Exercise aim: Each entry is to be given again precisely, and no picture may be carried over.

Data for the task:
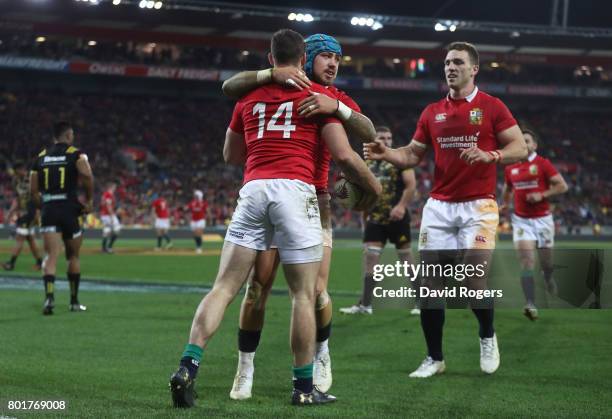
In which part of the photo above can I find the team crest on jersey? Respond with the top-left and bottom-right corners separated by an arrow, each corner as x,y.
435,113 -> 447,123
469,108 -> 483,125
511,168 -> 519,175
529,164 -> 538,175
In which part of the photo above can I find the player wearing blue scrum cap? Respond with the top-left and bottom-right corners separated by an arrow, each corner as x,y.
222,31 -> 378,401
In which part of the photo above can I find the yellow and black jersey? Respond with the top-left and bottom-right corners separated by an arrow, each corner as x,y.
365,160 -> 410,225
12,174 -> 31,212
31,143 -> 84,205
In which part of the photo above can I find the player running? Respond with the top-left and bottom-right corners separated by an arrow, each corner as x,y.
100,181 -> 120,254
501,129 -> 568,320
186,190 -> 208,254
365,42 -> 527,378
222,33 -> 377,398
340,126 -> 417,315
30,121 -> 94,315
152,193 -> 172,250
3,161 -> 43,271
169,29 -> 381,408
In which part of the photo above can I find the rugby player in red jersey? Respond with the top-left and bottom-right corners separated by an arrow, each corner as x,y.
169,29 -> 381,408
186,190 -> 208,254
365,42 -> 528,378
100,182 -> 120,253
152,194 -> 172,250
222,33 -> 376,399
502,129 -> 568,320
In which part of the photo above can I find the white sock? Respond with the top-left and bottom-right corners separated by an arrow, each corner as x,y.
316,339 -> 329,356
238,351 -> 255,375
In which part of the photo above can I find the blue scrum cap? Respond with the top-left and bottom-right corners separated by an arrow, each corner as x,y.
304,34 -> 342,77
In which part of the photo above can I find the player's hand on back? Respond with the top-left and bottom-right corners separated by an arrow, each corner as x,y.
271,67 -> 311,90
389,204 -> 405,221
363,139 -> 387,161
298,92 -> 338,117
459,146 -> 494,165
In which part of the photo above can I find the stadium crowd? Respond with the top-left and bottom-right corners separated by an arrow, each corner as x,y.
1,35 -> 610,86
1,89 -> 609,231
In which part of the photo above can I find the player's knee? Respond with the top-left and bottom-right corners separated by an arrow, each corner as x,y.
315,289 -> 330,310
245,279 -> 265,306
364,245 -> 383,272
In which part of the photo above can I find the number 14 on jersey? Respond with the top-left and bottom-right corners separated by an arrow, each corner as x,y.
253,101 -> 297,139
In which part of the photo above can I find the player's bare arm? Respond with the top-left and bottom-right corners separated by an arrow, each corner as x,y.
76,154 -> 94,213
297,92 -> 376,142
6,199 -> 17,222
460,125 -> 528,165
500,183 -> 513,213
222,67 -> 311,99
223,128 -> 247,166
526,174 -> 568,203
322,123 -> 382,207
364,139 -> 426,169
390,169 -> 416,221
29,170 -> 40,208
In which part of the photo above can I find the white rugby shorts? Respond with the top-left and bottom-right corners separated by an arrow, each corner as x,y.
155,218 -> 170,230
418,198 -> 498,250
101,215 -> 121,234
190,219 -> 206,231
511,213 -> 554,248
225,179 -> 323,264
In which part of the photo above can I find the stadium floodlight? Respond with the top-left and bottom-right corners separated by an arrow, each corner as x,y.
288,12 -> 296,20
434,22 -> 447,31
303,13 -> 314,22
154,1 -> 162,9
392,58 -> 400,64
89,0 -> 99,4
366,18 -> 374,26
490,62 -> 500,68
112,0 -> 121,4
88,40 -> 97,46
138,0 -> 146,7
449,24 -> 457,32
296,13 -> 304,21
35,36 -> 46,43
372,21 -> 383,30
358,17 -> 367,26
146,0 -> 154,8
350,17 -> 359,25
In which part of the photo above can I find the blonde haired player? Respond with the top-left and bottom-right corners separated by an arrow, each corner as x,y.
502,129 -> 568,320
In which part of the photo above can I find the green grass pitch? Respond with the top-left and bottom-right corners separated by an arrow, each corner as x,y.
1,238 -> 611,418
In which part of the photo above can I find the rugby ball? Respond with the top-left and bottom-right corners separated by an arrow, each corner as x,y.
333,178 -> 363,209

Finished task:
In which part of the photo above can I find the team crest on jersey? Respond with the top-left and bottom-right corners separated by an arrow, each corner as x,y.
435,113 -> 447,123
469,108 -> 483,125
511,168 -> 519,175
529,164 -> 538,175
In which part of the photo above can I find the player wearing blue scrum cap? Respond with the top-left and bottom-right corners separated by an arrow, each corner as x,y.
222,31 -> 378,401
In which part of the photo above can I find the yellow and black jersey? Respond with the top-left and bottom-right corners separated by an arrow, each corner as x,y.
365,160 -> 410,225
12,174 -> 31,212
31,143 -> 84,205
In which part of the photo above can I find the player running? Respond with the top-left and bottom-right corners separated by an arrow, each corner as x,y.
100,181 -> 120,254
501,129 -> 568,320
186,190 -> 208,254
365,42 -> 527,378
222,33 -> 377,398
340,126 -> 417,315
30,121 -> 94,315
152,193 -> 172,250
3,161 -> 43,271
169,29 -> 381,408
In which part of the photo above can I find the rugby player in red jersey? Respond with the top-left and bottom-right corners separated by an arrow, each corner as x,y.
169,29 -> 381,408
186,190 -> 208,254
365,42 -> 528,378
100,182 -> 120,253
152,194 -> 172,250
222,33 -> 376,399
502,129 -> 568,320
In which part of the photo above can I find the white sock? Respond with the top-left and bottom-right corners separated by an arrow, each corner as x,y.
316,339 -> 329,356
238,351 -> 255,375
In which part of the photo above can I find the blue scrum cap? Respond with the top-left and bottom-right corners separated by an arrow, each corner as x,y.
304,34 -> 342,77
In which part of the photo above can I find the player's hand on back? Respond with the top-left and bottom-right corners separated by an arrow, each corner as x,y.
271,67 -> 311,90
389,204 -> 405,221
363,139 -> 387,161
298,92 -> 338,117
459,146 -> 494,165
In which part of the photo above can I find the stadium crowd? Respond with the top-left and bottom-right corners separated by an arrow, each corner as x,y.
1,35 -> 610,86
1,89 -> 609,231
In which part of the photo above can I find the player's knee? Respond with the top-left and bottom-right corners separated by an arrow, each corner as x,y.
315,289 -> 330,310
245,279 -> 265,306
364,245 -> 383,272
In which part of the photo above can I find the number 14 on jersey? Respond with the top-left and bottom-right corners separated by an arrow, each corner as x,y.
253,101 -> 297,139
In which part of the photo above can I find the player's bare arm? Respond with the top-left and bottom-right corners separated by an arrow, each corner as x,y.
76,154 -> 94,213
297,92 -> 376,142
6,199 -> 17,222
460,125 -> 528,165
500,183 -> 513,213
222,67 -> 311,99
223,128 -> 247,166
526,174 -> 568,203
322,123 -> 382,207
364,139 -> 426,169
390,169 -> 416,221
29,170 -> 40,208
In which part of the photo above can I find the white rugby shorts? Respond with the top-left and bottom-right corners separated by an arrow, each corner as x,y.
155,218 -> 170,230
418,198 -> 498,250
101,215 -> 121,234
190,219 -> 206,231
511,213 -> 554,248
225,179 -> 323,264
In which part of the photo above can I find the stadium floodlight? Respond with the top-left and bottom-right corners separated by an arrow, each corner as x,y.
288,12 -> 296,20
434,22 -> 447,31
303,13 -> 314,22
154,1 -> 162,9
392,58 -> 400,64
89,0 -> 99,4
366,18 -> 374,26
490,62 -> 500,68
112,0 -> 121,4
88,40 -> 97,46
138,0 -> 146,7
449,24 -> 457,32
296,13 -> 304,21
35,36 -> 46,43
372,21 -> 383,30
358,17 -> 367,26
146,0 -> 154,8
350,17 -> 359,25
In which part of the photo above can I find the blonde haired player? Respond with the top-left and bottom-right corners separated by an arrow, each corner as x,y.
502,129 -> 568,320
In which part of the photo above can I find the green grass pitch? Respond with the top-left and bottom-right corners separated by an arrow, each corner as x,y.
1,238 -> 611,418
In which part of the photo above can I find the rugby ball? Respond with the top-left and bottom-right corners separated by an arrow, each corner as x,y.
333,178 -> 363,209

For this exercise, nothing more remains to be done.